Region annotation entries
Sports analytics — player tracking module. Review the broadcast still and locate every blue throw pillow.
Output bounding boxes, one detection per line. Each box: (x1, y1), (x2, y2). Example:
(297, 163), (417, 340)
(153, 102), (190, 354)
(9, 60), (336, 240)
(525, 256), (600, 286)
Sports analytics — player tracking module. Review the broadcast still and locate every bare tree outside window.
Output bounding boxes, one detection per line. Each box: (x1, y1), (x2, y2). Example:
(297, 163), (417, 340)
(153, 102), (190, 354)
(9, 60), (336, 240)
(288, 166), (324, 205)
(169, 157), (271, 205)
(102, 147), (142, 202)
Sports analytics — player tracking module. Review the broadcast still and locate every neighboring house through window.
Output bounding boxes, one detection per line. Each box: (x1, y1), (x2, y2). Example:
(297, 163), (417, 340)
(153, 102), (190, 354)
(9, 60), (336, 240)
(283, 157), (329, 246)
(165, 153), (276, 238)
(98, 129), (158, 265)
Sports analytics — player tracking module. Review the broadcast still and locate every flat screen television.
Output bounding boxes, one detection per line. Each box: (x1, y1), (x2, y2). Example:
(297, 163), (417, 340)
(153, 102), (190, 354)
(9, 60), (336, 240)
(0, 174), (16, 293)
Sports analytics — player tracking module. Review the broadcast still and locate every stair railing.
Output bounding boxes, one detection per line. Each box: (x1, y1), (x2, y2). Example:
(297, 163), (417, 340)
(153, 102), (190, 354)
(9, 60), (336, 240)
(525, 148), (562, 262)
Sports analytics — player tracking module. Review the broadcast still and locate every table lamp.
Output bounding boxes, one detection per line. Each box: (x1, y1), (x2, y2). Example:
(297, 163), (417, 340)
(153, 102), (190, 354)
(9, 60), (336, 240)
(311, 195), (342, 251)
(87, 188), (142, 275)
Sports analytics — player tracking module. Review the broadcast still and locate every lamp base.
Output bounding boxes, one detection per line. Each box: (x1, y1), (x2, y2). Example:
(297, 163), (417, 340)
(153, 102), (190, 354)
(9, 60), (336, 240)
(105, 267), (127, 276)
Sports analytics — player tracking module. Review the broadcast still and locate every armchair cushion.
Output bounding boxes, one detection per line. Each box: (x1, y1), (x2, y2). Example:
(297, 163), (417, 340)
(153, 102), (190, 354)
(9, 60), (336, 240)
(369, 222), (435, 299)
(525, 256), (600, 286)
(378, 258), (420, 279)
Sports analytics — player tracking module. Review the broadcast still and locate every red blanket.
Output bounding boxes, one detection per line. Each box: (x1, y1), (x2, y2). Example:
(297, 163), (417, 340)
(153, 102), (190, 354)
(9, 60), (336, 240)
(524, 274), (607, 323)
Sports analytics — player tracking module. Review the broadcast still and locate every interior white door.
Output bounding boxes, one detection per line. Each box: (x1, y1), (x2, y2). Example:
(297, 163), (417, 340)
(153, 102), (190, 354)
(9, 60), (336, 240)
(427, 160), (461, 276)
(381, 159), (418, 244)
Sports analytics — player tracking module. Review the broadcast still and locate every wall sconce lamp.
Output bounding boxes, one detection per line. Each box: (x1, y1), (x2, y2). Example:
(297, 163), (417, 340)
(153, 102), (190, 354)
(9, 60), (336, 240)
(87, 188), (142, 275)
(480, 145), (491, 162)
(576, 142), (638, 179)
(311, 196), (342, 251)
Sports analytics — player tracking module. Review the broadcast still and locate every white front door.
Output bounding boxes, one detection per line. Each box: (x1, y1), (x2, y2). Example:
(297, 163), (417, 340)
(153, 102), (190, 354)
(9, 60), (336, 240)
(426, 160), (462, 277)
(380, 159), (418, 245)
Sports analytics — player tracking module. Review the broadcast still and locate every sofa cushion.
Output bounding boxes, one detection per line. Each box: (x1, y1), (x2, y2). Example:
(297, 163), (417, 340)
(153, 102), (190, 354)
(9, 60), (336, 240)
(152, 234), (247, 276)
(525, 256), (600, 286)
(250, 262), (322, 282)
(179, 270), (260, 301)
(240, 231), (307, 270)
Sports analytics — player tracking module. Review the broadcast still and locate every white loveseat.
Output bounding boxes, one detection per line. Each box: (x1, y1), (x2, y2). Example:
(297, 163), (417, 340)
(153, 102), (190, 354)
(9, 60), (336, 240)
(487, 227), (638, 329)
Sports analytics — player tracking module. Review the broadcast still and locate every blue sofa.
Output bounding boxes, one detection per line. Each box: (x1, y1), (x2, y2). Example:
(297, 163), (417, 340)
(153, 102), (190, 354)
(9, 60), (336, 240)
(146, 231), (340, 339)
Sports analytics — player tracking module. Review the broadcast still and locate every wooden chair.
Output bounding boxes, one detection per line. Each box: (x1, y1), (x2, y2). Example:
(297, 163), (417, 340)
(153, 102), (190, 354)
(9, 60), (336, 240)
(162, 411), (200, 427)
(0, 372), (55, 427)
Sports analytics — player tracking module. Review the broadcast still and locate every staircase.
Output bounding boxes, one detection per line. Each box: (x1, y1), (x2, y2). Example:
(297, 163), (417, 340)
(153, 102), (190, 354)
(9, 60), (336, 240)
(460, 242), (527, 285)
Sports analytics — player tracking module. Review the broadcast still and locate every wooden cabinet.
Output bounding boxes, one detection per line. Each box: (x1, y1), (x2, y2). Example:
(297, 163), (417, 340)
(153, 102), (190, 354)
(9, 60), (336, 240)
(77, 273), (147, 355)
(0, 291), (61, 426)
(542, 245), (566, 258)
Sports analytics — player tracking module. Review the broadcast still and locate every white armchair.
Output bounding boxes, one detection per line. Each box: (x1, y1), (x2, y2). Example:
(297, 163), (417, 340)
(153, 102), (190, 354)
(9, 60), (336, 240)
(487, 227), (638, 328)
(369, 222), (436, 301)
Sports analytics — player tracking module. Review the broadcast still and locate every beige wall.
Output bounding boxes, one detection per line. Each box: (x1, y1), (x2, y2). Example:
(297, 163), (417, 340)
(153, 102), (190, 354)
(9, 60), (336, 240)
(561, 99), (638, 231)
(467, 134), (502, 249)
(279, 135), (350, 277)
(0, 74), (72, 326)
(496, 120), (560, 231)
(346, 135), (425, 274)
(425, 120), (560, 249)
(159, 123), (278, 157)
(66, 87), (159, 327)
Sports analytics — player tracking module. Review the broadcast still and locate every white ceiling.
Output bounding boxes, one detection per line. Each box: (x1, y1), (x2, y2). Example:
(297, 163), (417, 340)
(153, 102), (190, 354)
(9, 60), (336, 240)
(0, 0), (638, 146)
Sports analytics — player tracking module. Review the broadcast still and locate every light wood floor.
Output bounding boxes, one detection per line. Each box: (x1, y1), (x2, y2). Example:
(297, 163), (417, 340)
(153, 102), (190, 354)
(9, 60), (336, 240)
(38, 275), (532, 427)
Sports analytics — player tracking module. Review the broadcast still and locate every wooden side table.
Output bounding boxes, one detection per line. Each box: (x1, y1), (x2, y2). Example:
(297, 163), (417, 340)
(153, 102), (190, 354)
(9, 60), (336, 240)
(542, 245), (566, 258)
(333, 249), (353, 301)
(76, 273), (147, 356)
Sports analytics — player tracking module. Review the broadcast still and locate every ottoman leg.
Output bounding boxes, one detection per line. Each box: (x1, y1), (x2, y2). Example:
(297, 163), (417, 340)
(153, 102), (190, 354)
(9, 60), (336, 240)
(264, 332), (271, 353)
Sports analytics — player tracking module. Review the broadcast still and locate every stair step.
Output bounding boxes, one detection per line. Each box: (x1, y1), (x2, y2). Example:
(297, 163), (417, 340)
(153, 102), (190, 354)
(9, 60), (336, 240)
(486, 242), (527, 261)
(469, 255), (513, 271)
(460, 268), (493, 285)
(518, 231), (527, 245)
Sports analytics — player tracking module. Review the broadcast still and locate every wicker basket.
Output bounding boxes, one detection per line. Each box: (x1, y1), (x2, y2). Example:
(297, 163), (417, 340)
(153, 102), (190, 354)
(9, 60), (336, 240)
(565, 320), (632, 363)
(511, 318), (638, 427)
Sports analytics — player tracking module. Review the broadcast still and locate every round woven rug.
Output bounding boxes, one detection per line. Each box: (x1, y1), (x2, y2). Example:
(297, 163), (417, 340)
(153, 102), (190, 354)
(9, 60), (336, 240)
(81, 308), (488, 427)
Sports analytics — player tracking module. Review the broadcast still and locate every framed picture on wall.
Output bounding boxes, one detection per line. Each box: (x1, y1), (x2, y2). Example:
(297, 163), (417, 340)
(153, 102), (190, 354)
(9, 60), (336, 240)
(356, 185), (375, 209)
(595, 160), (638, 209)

# [What you have to do]
Add -20 to every bounding box coordinate in the answers, and give again the part that opens with the line containing "every ottoman leg." and closes with the end of the lines, requests included. Leave the requests and their sample boxes unchanged.

# [In response]
Sports analytics — player tracking module. Review the broadcast still and locate every ottoman leg.
Output bounding boxes, one detection per line. Each box: (x1, y1), (x2, y2). Example:
(297, 163), (417, 340)
(153, 102), (190, 354)
(9, 60), (336, 240)
(244, 312), (251, 333)
Sports analytics — player tracking module. Review the broadcast still and locate every stair step.
Output bounding boxes, one detection per line. Each box: (x1, y1), (x2, y2). Example:
(297, 163), (417, 340)
(153, 102), (190, 354)
(9, 60), (336, 240)
(466, 222), (507, 241)
(449, 235), (493, 251)
(440, 248), (473, 265)
(498, 211), (507, 225)
Sports analytics — player tracking module. Review the broadcast still and locate every wicker basket.
Output bounding boxes, one detection per line. Each box: (x1, y1), (x2, y2). Example:
(297, 163), (417, 340)
(153, 102), (190, 354)
(9, 60), (336, 240)
(545, 300), (612, 343)
(491, 298), (618, 407)
Sports analytics — player tracking module. Review the broadcast still and locate every round woven rug.
Output bounding boxes, one detection per line. Each box: (x1, y1), (x2, y2). Example:
(297, 163), (417, 340)
(153, 102), (190, 354)
(9, 60), (336, 240)
(61, 288), (468, 407)
Sports analytics — player tracking module. Review the broadcast still and locate every framed picture on wall.
Output bounding boxes, one detection per line. Each box: (x1, y1), (x2, y2). Example:
(297, 163), (417, 340)
(153, 102), (190, 354)
(9, 60), (336, 240)
(336, 165), (355, 189)
(575, 140), (618, 189)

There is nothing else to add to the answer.